Selected extract |

The industry has spent three years selling AI to consumers as a productivity miracle while also selling it to enterprises as a labour replacement. Graduates have noticed the contradiction. They were told to study, build skills and earn degrees, and are now being told by the executives building the replacement technology that their job is to "get on the rocket ship." But entry-level work is being disrupted and job prospects are drying up.

But it’s also indicative of an increasing chasm between generations and a general intolerance of people who don’t share the same views. Booing is part of a pattern of protest and no platforming for apparently controversial speakers on campuses. Author of The Anxious Generation, Jonathon Haidt, was booed at NYU while delivering his commencement address. Prospective employers are increasingly concerned by these attitudes.

Referring expression pointing data |
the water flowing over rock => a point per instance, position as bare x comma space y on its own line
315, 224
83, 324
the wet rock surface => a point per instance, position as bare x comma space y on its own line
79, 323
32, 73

Parts of the exercise |
**1.** Summarize the passage on graduates, AI, and campus protest in two sentences.
**2.** Continue the passage on graduates, AI, and campus protest from its final sentence.

Results for the exercise |
**1.** For three years the industry has sold AI to consumers as a productivity miracle and to enterprises as a labor replacement, a contradiction graduates have noticed as entry-level work is disrupted and job prospects dry up. Booing and no-platforming of apparently controversial speakers form a pattern of campus protest, and prospective employers are increasingly concerned by these attitudes.

**2.**
Another big thing…Musk v. Altman heads to the jury

The first phase of Elon Musk's lawsuit against Sam Altman and OpenAI ends today, with the nine-person jury beginning deliberations in Oakland after closing arguments wrapped on 14 May. The verdict will be advisory, with Judge Yvonne Gonzalez Rogers making the final call on liability.

Phase two, the remedies hearing, also starts today. Musk wants the 2025 recapitalisation into a public benefit corporation unwound, Altman and Brockman removed, and up to $134 billion in damages redirected to OpenAI's nonprofit. A ruling against OpenAI would complicate its march toward a near-trillion-dollar IPO.